─── Listed records ───

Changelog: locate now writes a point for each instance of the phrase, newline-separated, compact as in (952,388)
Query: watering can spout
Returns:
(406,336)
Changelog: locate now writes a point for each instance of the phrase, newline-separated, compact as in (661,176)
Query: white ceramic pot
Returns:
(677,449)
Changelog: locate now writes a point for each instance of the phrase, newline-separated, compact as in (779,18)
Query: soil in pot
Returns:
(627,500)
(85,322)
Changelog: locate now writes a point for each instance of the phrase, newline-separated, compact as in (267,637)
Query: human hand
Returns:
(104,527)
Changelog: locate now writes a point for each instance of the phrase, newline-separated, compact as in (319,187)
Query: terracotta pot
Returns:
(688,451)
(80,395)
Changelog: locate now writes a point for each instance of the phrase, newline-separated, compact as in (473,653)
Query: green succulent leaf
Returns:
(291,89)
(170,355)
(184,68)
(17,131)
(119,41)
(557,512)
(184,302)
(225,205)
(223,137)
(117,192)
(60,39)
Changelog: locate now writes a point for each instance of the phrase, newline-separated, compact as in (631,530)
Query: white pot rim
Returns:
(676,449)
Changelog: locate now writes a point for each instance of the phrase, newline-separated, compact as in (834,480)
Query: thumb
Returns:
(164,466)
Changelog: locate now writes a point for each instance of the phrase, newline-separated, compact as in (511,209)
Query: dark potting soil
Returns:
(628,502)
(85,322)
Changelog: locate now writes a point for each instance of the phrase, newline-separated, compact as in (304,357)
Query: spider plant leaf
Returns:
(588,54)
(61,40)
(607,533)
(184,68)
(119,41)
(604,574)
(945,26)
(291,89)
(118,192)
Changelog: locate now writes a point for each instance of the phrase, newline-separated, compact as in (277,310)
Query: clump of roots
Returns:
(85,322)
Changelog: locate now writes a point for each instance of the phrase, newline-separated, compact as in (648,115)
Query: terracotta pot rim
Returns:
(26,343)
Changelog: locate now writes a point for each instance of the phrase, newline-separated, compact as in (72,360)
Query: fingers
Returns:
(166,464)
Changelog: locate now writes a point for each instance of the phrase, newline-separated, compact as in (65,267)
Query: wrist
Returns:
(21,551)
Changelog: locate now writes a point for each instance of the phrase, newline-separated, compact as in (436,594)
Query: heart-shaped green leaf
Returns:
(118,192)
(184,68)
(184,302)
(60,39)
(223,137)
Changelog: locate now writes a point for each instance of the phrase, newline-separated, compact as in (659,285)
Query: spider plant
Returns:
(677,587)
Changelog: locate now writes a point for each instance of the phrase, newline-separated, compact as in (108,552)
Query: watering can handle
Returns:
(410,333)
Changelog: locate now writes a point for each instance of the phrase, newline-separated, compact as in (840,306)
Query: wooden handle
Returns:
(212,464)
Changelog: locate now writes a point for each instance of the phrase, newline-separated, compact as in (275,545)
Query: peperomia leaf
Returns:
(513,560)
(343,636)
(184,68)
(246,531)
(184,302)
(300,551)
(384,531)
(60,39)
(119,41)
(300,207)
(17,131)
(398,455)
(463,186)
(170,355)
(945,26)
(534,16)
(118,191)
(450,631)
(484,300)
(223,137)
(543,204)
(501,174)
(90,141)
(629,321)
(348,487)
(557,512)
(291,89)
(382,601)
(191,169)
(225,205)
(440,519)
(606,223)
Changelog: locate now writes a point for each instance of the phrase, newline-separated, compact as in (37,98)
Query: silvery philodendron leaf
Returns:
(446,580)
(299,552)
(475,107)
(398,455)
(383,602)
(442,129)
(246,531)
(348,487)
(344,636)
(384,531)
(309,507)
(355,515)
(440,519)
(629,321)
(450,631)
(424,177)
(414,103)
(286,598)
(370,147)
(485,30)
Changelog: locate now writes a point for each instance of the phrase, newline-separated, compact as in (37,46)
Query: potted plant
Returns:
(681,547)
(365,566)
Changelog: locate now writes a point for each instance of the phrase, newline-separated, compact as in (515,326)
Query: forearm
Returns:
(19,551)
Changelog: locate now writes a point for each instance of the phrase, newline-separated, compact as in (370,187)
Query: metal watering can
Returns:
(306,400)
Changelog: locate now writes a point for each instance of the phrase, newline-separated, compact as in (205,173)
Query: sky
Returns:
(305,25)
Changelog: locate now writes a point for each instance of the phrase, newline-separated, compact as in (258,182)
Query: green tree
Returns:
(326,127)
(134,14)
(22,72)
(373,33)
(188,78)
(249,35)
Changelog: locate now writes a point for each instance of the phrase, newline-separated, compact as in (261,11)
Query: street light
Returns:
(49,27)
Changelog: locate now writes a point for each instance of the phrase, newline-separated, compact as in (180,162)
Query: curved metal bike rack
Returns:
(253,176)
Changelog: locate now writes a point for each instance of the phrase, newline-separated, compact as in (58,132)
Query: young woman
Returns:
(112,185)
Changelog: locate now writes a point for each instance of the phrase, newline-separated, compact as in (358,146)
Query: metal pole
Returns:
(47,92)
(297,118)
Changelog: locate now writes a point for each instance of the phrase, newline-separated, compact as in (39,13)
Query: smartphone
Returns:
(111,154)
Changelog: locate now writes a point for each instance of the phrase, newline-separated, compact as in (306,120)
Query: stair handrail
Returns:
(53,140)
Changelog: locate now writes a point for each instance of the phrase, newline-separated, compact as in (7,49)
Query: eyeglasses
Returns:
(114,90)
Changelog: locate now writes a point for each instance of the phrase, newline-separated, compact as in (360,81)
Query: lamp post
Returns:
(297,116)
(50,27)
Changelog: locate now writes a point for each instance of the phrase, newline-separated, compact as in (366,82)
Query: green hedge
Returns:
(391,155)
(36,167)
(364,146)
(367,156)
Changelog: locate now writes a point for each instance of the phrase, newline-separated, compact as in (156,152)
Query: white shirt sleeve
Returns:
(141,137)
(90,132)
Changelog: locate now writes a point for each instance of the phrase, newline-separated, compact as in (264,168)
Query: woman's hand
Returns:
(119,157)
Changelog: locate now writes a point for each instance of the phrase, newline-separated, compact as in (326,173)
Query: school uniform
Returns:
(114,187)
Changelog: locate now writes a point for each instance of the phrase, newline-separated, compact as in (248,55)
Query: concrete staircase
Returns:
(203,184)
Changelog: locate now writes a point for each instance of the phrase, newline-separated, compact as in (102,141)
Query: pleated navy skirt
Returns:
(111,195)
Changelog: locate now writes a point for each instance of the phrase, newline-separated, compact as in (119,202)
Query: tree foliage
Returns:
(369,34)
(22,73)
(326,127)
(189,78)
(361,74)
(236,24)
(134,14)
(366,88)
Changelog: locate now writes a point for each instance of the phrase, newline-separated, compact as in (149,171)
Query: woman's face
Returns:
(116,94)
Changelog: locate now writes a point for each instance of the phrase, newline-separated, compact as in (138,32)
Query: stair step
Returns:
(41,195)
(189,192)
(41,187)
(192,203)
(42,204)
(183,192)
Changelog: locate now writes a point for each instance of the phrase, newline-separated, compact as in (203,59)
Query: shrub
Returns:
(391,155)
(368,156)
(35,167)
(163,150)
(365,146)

───

### What the task asks
Return, word for word, each line from the line that contains "as in (248,55)" to the end of the listing above; include both end lines and nothing else.

### Completed task
Changelog: locate now writes a point for each instance of the phrase, newline-separated, compact as in (248,55)
Query: concrete staircase
Returns:
(203,184)
Changelog: locate now writes a point for each instance of the phrase, newline-separated, compact as in (102,141)
Query: pleated navy skirt
Returns:
(111,195)
Changelog: locate now writes a point for each instance of the phrase, newline-separated, compact as in (119,202)
Query: tree foliage
Returns:
(369,34)
(22,73)
(326,127)
(189,78)
(361,74)
(236,24)
(134,14)
(366,88)
Changelog: locate now writes a point for each instance of the phrase, newline-separated, compact as in (149,171)
Query: woman's face
Returns:
(116,94)
Changelog: locate now writes a point for each instance of the phrase, newline-separated, compact as in (138,32)
Query: stair step
Returns:
(41,195)
(189,192)
(41,187)
(192,203)
(42,204)
(183,192)
Changelog: locate now writes a point for each instance of the phrase, newline-separated, compact as in (203,59)
Query: shrub
Returns:
(391,155)
(368,156)
(35,167)
(163,150)
(365,146)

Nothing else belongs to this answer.